Entries supplied:
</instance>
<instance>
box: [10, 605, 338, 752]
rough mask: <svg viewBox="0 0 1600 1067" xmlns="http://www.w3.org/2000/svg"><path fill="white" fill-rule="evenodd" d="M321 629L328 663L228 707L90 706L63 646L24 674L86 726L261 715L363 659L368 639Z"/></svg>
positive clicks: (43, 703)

What this task involves: All the records above are to be reproduced exactly.

Reply to the exercise:
</instance>
<instance>
box: [10, 605, 338, 752]
rough mask: <svg viewBox="0 0 1600 1067" xmlns="http://www.w3.org/2000/svg"><path fill="white" fill-rule="evenodd" d="M321 629L328 663L228 707L90 706L63 646L24 674L86 726L261 715L363 659L368 639Z"/></svg>
positive clicks: (43, 703)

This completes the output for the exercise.